# [PROVIDED TEXT]
The case for automated testing is easy. For a bit of effort up front, the code can be tested for regressions on a regular with little or no developer involvement. However like most techniques, it does not always work out as planned. 

Automated tests are by nature scripted, not exploratory. Even with an automation stack which injects all sorts of variability, the tests wear grooves in those areas of the product they cover and they ignore everything else. When something unexpected happens they are likely to die, and even if they are able to recover they are not able to stop what they were doing and investigate that unexpected happening. And don't forget the maintenance required to keep those tests running - which efforts are not helping you find defects in your application. Say, have you had time to actually use your application yet?

Micahel goes on to discuss the advantages and disadvantages of manual testing including the coverage that comes from exploratory testing and inability to do a full test after every build.

# [Photo-based point labeling data]
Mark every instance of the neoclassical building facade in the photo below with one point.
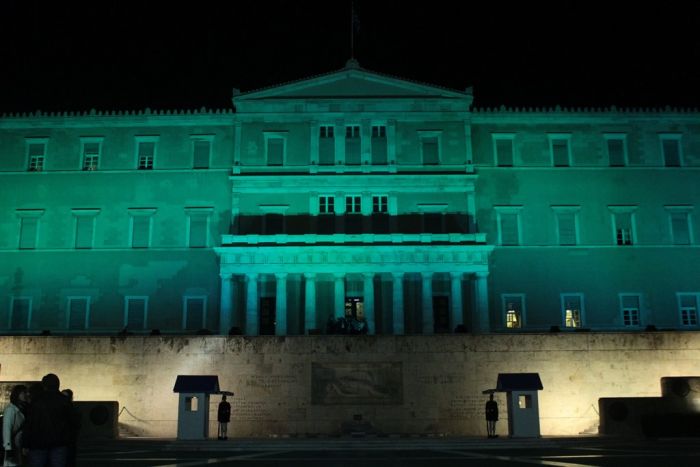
(351, 193)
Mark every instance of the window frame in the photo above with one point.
(495, 138)
(560, 136)
(84, 141)
(616, 137)
(582, 310)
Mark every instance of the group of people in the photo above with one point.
(40, 426)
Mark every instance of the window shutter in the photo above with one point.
(504, 152)
(201, 154)
(430, 151)
(28, 233)
(141, 231)
(84, 232)
(567, 228)
(509, 229)
(275, 151)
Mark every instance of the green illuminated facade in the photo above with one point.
(350, 193)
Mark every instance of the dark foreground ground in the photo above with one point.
(434, 452)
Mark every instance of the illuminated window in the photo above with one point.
(201, 151)
(326, 145)
(91, 149)
(430, 147)
(28, 227)
(20, 313)
(380, 204)
(353, 204)
(629, 305)
(352, 145)
(326, 204)
(671, 149)
(567, 224)
(623, 217)
(560, 149)
(141, 221)
(85, 227)
(78, 313)
(274, 149)
(135, 312)
(616, 145)
(509, 222)
(513, 310)
(503, 149)
(194, 314)
(572, 310)
(679, 219)
(36, 154)
(379, 145)
(198, 227)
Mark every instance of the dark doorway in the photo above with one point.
(267, 316)
(441, 315)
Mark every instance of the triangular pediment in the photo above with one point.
(351, 83)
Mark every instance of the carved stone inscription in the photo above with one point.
(357, 383)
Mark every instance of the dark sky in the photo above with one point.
(113, 55)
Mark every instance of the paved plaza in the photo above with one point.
(405, 452)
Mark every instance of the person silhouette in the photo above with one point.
(491, 417)
(223, 417)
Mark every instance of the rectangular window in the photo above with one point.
(624, 232)
(91, 155)
(352, 145)
(572, 310)
(275, 150)
(561, 151)
(430, 147)
(201, 152)
(194, 313)
(20, 313)
(503, 150)
(326, 145)
(688, 308)
(146, 154)
(326, 204)
(135, 312)
(141, 227)
(85, 227)
(353, 204)
(629, 306)
(617, 150)
(508, 219)
(36, 152)
(379, 145)
(679, 219)
(513, 311)
(380, 204)
(671, 149)
(567, 228)
(78, 313)
(198, 227)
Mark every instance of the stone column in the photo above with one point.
(252, 319)
(310, 301)
(480, 320)
(397, 303)
(281, 304)
(339, 305)
(457, 315)
(226, 304)
(368, 300)
(427, 299)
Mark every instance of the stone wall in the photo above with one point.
(317, 384)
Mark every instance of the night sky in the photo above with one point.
(119, 55)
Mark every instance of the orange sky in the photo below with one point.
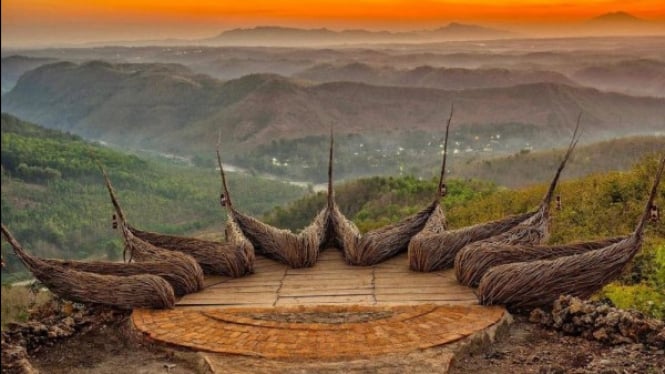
(80, 20)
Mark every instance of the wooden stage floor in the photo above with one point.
(332, 281)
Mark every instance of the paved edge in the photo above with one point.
(413, 327)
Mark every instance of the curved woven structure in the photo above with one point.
(534, 230)
(488, 255)
(435, 251)
(524, 285)
(143, 251)
(126, 292)
(383, 243)
(213, 257)
(296, 250)
(430, 251)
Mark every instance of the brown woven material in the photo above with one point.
(488, 255)
(126, 292)
(143, 251)
(381, 244)
(534, 230)
(213, 257)
(296, 250)
(525, 285)
(434, 251)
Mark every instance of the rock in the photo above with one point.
(554, 369)
(538, 316)
(612, 318)
(600, 335)
(575, 306)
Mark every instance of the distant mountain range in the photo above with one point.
(167, 107)
(621, 23)
(430, 77)
(14, 66)
(286, 36)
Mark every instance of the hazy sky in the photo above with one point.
(72, 21)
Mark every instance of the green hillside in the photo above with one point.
(173, 109)
(54, 200)
(596, 206)
(526, 167)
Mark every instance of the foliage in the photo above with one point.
(55, 202)
(596, 206)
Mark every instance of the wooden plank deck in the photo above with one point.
(332, 281)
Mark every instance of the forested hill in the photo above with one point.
(596, 206)
(55, 202)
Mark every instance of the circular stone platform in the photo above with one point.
(329, 311)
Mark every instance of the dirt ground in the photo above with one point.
(524, 348)
(530, 348)
(113, 349)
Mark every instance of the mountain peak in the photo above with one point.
(619, 16)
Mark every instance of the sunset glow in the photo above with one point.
(81, 20)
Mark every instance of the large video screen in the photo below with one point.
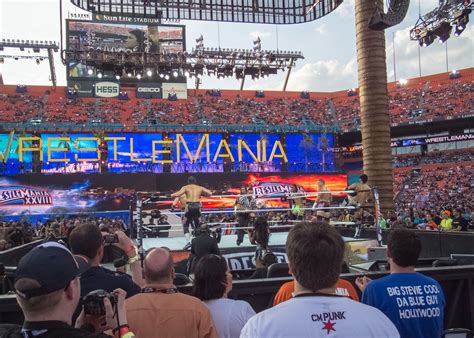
(59, 195)
(98, 36)
(313, 152)
(183, 152)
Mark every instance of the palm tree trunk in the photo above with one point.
(373, 96)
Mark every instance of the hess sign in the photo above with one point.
(107, 89)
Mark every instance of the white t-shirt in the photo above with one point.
(320, 316)
(229, 316)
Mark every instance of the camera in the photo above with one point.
(110, 238)
(93, 302)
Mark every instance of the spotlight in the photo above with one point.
(443, 31)
(403, 82)
(461, 22)
(427, 40)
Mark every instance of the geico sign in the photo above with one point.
(148, 90)
(107, 89)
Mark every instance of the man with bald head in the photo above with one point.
(160, 310)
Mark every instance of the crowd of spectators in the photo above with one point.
(76, 297)
(434, 157)
(407, 104)
(434, 194)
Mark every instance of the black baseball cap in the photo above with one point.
(50, 264)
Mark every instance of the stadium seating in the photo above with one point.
(425, 99)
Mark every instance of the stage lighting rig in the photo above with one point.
(440, 21)
(200, 61)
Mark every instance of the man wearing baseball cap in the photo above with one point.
(48, 290)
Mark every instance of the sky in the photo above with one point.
(328, 45)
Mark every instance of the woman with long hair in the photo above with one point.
(212, 284)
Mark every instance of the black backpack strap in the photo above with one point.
(11, 331)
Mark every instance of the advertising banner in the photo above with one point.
(82, 88)
(149, 90)
(107, 89)
(59, 194)
(180, 89)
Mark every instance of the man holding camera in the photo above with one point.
(87, 240)
(160, 311)
(48, 291)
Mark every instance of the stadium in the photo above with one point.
(184, 210)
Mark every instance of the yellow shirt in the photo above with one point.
(161, 315)
(446, 224)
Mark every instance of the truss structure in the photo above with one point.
(248, 11)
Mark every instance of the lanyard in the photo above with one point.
(168, 291)
(317, 294)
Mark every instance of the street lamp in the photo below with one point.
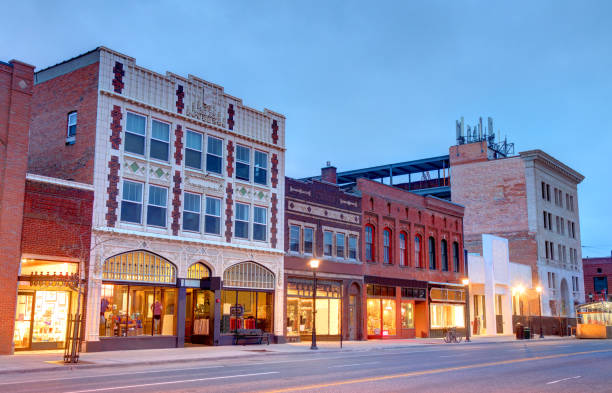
(466, 283)
(539, 290)
(314, 265)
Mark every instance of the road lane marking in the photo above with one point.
(561, 380)
(171, 382)
(428, 372)
(112, 375)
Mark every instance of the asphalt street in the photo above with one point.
(522, 366)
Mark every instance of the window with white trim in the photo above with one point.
(131, 202)
(212, 217)
(135, 133)
(191, 212)
(156, 208)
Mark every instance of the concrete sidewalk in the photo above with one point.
(24, 362)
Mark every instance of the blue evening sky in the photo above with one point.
(368, 83)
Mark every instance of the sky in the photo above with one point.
(370, 83)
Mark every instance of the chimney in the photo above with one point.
(328, 174)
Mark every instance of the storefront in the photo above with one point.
(446, 308)
(300, 309)
(247, 300)
(46, 300)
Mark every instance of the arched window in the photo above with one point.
(456, 257)
(432, 253)
(387, 253)
(248, 275)
(369, 237)
(198, 271)
(139, 266)
(444, 254)
(403, 249)
(418, 252)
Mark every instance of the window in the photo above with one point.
(243, 163)
(191, 212)
(308, 240)
(456, 257)
(261, 168)
(212, 219)
(260, 223)
(160, 140)
(131, 202)
(156, 209)
(432, 253)
(418, 256)
(214, 156)
(403, 250)
(353, 247)
(340, 241)
(387, 246)
(328, 240)
(294, 238)
(193, 150)
(135, 131)
(242, 221)
(71, 131)
(369, 232)
(444, 254)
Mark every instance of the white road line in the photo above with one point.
(171, 382)
(564, 379)
(112, 375)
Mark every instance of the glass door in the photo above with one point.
(23, 321)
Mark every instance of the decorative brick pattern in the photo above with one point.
(274, 170)
(180, 94)
(112, 191)
(116, 128)
(230, 159)
(274, 131)
(229, 205)
(274, 221)
(230, 116)
(118, 80)
(178, 145)
(176, 203)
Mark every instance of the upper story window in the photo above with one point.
(135, 133)
(160, 140)
(131, 202)
(432, 253)
(369, 242)
(243, 163)
(214, 155)
(193, 150)
(260, 175)
(387, 246)
(403, 249)
(444, 254)
(156, 208)
(71, 128)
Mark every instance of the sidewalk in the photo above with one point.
(52, 360)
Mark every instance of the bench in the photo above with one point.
(250, 334)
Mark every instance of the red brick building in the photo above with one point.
(16, 80)
(597, 278)
(412, 250)
(323, 222)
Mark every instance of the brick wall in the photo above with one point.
(16, 80)
(51, 102)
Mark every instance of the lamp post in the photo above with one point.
(314, 265)
(466, 283)
(539, 289)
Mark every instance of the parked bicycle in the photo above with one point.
(451, 336)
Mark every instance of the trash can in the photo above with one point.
(527, 333)
(520, 331)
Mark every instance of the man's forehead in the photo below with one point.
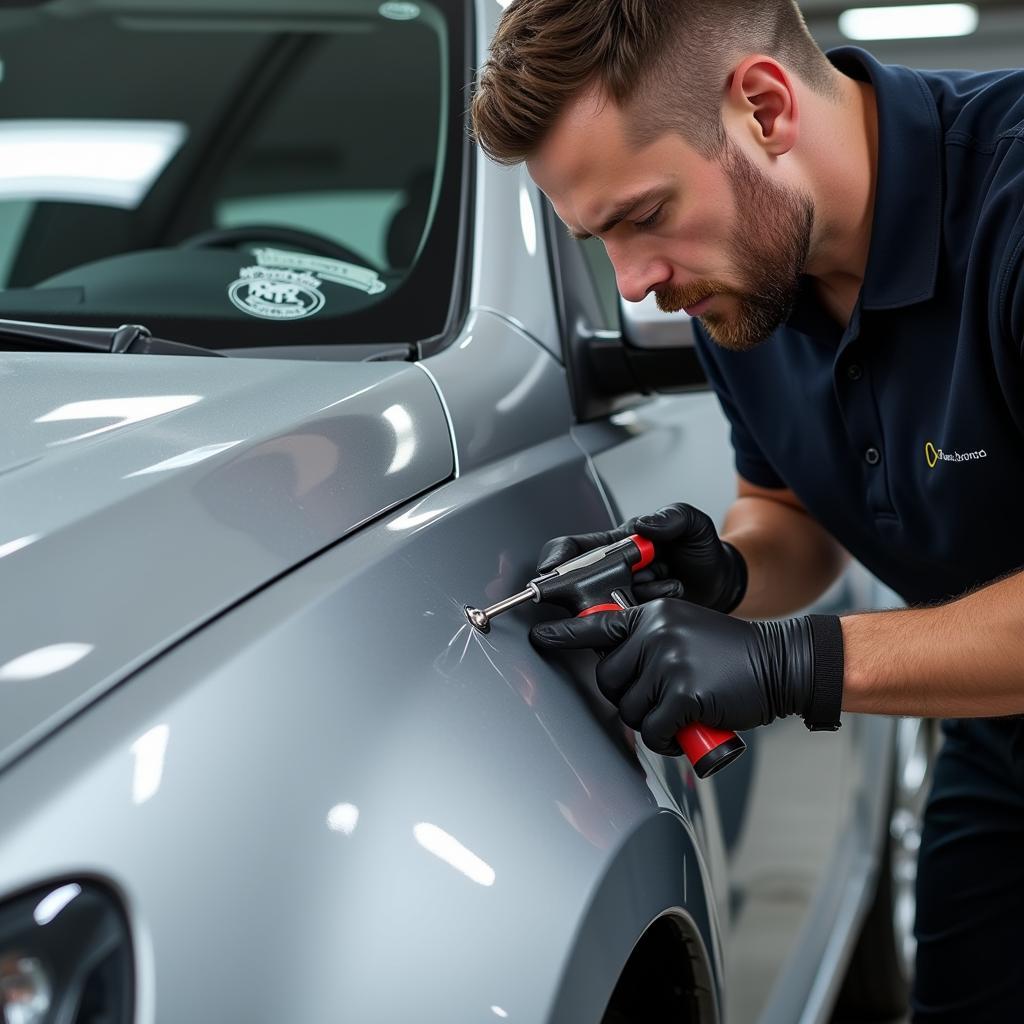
(590, 172)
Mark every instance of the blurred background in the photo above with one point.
(985, 34)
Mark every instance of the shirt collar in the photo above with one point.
(903, 259)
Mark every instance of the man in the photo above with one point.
(849, 237)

# [AIM OF THE TASK]
Reproduce the passage on automated testing above word for word, from "Automated tests are" up to and including "after every build.".

# [SOLUTION TO THE EXERCISE]
Automated tests are by nature scripted, not exploratory. Even with an automation stack which injects all sorts of variability, the tests wear grooves in those areas of the product they cover and they ignore everything else. When something unexpected happens they are likely to die, and even if they are able to recover they are not able to stop what they were doing and investigate that unexpected happening. And don't forget the maintenance required to keep those tests running - which efforts are not helping you find defects in your application. Say, have you had time to actually use your application yet?

Micahel goes on to discuss the advantages and disadvantages of manual testing including the coverage that comes from exploratory testing and inability to do a full test after every build.